Go through the listing and write out all of it exactly.
---- Data for the task
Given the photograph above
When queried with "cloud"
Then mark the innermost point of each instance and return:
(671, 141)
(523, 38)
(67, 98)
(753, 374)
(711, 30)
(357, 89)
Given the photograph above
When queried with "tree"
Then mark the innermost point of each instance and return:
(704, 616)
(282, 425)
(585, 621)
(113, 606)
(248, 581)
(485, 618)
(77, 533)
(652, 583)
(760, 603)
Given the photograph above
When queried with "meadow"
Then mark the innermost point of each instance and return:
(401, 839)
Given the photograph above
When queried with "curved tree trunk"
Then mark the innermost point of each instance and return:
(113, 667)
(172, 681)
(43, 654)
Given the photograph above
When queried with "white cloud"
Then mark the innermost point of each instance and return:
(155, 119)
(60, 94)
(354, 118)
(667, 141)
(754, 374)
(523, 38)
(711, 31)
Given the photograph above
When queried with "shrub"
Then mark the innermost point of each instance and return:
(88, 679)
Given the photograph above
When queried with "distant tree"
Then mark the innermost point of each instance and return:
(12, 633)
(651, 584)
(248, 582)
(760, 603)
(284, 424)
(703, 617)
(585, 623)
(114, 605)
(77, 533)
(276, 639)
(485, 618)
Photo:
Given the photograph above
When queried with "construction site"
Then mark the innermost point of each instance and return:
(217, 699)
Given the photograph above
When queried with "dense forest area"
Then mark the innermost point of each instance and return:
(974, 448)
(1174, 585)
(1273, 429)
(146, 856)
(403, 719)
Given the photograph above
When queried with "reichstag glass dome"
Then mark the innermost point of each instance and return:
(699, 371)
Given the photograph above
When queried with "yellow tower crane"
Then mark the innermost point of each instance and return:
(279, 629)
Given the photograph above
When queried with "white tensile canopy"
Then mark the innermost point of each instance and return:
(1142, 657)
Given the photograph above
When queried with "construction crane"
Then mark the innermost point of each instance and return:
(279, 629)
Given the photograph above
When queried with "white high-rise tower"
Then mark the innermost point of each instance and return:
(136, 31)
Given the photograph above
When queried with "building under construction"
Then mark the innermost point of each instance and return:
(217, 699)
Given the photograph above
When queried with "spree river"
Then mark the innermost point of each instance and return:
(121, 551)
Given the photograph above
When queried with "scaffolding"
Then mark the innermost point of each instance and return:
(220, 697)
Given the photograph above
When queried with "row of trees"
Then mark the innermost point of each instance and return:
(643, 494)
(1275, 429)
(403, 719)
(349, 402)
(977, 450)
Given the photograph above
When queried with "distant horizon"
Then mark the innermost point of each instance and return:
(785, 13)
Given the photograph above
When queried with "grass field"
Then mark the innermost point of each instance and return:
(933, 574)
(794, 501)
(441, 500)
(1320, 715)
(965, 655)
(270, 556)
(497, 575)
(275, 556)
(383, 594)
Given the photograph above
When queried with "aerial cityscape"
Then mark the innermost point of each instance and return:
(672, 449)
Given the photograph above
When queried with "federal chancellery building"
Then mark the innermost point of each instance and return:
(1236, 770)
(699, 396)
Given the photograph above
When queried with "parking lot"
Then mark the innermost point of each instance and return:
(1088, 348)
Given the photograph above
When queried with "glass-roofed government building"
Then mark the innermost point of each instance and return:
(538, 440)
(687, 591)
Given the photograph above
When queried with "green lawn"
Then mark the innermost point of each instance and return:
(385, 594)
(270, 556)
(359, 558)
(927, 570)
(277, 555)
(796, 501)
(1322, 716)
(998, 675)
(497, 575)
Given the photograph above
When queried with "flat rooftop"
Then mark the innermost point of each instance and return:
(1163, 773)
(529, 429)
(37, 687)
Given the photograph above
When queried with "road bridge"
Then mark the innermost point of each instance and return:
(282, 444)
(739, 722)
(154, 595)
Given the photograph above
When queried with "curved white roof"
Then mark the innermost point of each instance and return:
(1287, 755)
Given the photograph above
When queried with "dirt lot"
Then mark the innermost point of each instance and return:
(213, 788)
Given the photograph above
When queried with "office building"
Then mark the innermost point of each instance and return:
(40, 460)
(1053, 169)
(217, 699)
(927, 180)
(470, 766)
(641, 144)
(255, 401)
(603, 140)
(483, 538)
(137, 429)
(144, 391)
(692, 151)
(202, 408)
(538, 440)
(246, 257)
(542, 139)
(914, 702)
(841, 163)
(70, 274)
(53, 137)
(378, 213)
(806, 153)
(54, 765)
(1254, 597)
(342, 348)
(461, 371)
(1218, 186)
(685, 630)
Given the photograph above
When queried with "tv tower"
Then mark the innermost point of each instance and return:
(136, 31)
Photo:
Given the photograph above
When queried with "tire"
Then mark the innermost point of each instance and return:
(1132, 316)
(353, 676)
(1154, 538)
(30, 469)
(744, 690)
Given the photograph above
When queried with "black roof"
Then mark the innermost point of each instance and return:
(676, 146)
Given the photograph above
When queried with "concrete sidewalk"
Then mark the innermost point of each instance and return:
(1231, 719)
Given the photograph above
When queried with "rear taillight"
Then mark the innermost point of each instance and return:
--------
= Response to this exercise =
Given the photograph above
When queried with "cloud"
Then mark the innermost point of each instance and return:
(671, 141)
(523, 38)
(67, 98)
(753, 374)
(711, 30)
(357, 89)
Given the photograph above
When queried with "tree"
Then mark the innermost point of each instance and return:
(704, 616)
(282, 425)
(585, 621)
(113, 606)
(248, 581)
(485, 618)
(77, 533)
(652, 583)
(760, 603)
Given the photograph above
When queried with "meadow"
Then mark the innermost point of each instance and return:
(401, 839)
Given the photograph above
When queried with "curved tree trunk"
Then mark the innermost point of each instance and return:
(113, 667)
(172, 681)
(43, 654)
Given the photograph above
When queried with "white cloud"
Then mark the innermost point of each instance and return:
(155, 119)
(60, 94)
(354, 118)
(667, 141)
(754, 374)
(523, 38)
(711, 31)
Given the photograph above
When queried with "shrub"
Then mark the innermost point of each instance and return:
(88, 679)
Given the photograph above
When queried with "distant tree"
Then mark the innermost point of each instance and return:
(12, 633)
(651, 584)
(248, 582)
(760, 603)
(284, 424)
(703, 617)
(585, 623)
(114, 605)
(77, 533)
(276, 639)
(485, 618)
Photo:
Given the photograph above
When queried with "construction site"
Then mark the innermost point of each instance and return:
(217, 699)
Given the photograph above
When queried with "dense forest area"
Then mark the innermost point of each instance and return:
(974, 448)
(1174, 585)
(1273, 429)
(146, 856)
(403, 719)
Given the photograph above
When queried with "reichstag glass dome"
Then mark the innermost point of each instance and return:
(699, 371)
Given the photograph above
When queried with "yellow tower crane"
Then mark the innermost point of each instance and return:
(279, 629)
Given the photograph above
When queried with "white tensile canopy"
Then mark the innermost point of each instance and return:
(1142, 657)
Given the photograph above
When queried with "construction crane"
Then mark the innermost point of each instance and return:
(279, 629)
Given the photograph above
When queried with "white high-rise tower"
Then mark the innermost point of each instance and return:
(136, 31)
Given the photograph above
When queried with "building under construction"
Then mark the innermost point of each instance and return:
(217, 699)
Given the photograph above
When queried with "spree river"
Then mark the innermost point of each instance and return:
(121, 551)
Given the photograph above
When queried with "scaffolding"
Then mark the innermost point of each instance and return:
(220, 697)
Given the photograph above
When queried with "row of trees"
Then mark the innermost point of each instance and return:
(643, 494)
(1275, 429)
(403, 719)
(349, 402)
(977, 450)
Given the photograph above
When queried with "distant horizon"
Then mark the innermost point of each instance and return:
(785, 13)
Given the photograph above
When queried with "grass field"
Then mark the innermost point of each instance and return:
(933, 574)
(794, 501)
(441, 500)
(1320, 715)
(965, 655)
(270, 556)
(497, 575)
(275, 556)
(383, 594)
Given the photograph above
When queried with "aerial cityscape"
Then mark the innermost point of each instance and return:
(672, 449)
Given the photograph above
When queried with "federal chancellery building"
Then mark the innermost point of each instance and return:
(1236, 770)
(699, 396)
Given the photograph above
When queried with "parking lot"
Then mark the innermost point of each instance and return:
(1088, 348)
Given the photograph above
When queried with "glass-roofed government building"
Then mark the innermost point of each instance and return:
(538, 440)
(687, 591)
Given the photograph above
When queried with "green lawn"
Then mark the innermost point of each instance and return:
(385, 594)
(270, 556)
(359, 558)
(927, 570)
(277, 555)
(796, 501)
(1322, 716)
(998, 675)
(497, 575)
Given the photograph above
When queried with "flat rooftop"
Then mark the innermost point of each instance and return:
(1163, 773)
(529, 429)
(37, 687)
Given the photograph above
When queried with "road bridge"
Then mark the innermost point of each instance and return:
(282, 444)
(739, 722)
(154, 595)
Given the photograph above
When queried with "curved white roof"
Then mark the innermost point of each instance and return:
(1287, 755)
Given the photograph above
When queried with "dirt lot"
Then mark the innermost point of each instance and return:
(213, 788)
Given the photograph above
When queried with "office building"
Then mark the innermost point of each instance and return:
(40, 460)
(1053, 169)
(217, 699)
(927, 180)
(470, 766)
(641, 144)
(255, 401)
(603, 140)
(483, 538)
(137, 429)
(144, 391)
(692, 151)
(202, 408)
(538, 440)
(246, 257)
(542, 139)
(914, 702)
(841, 163)
(70, 274)
(53, 137)
(378, 213)
(806, 153)
(54, 765)
(1254, 597)
(342, 348)
(461, 371)
(1218, 186)
(685, 630)
Given the photograph above
When queried with "tv tower"
Then mark the innermost point of each instance and return:
(136, 31)
Photo:
Given the photograph above
When queried with "tire"
Then mark the innermost point of each instance and return:
(1132, 316)
(353, 676)
(1154, 538)
(30, 469)
(744, 690)
Given the photograph above
When queried with "black roof"
Then mark the innermost point of each instance and return:
(676, 146)
Given the photograph above
When queried with "concrete sidewalk"
Then mark the innermost point of each instance and return:
(1231, 719)
Given the photograph above
When queried with "rear taillight"
Then mark the innermost point of each instance and return:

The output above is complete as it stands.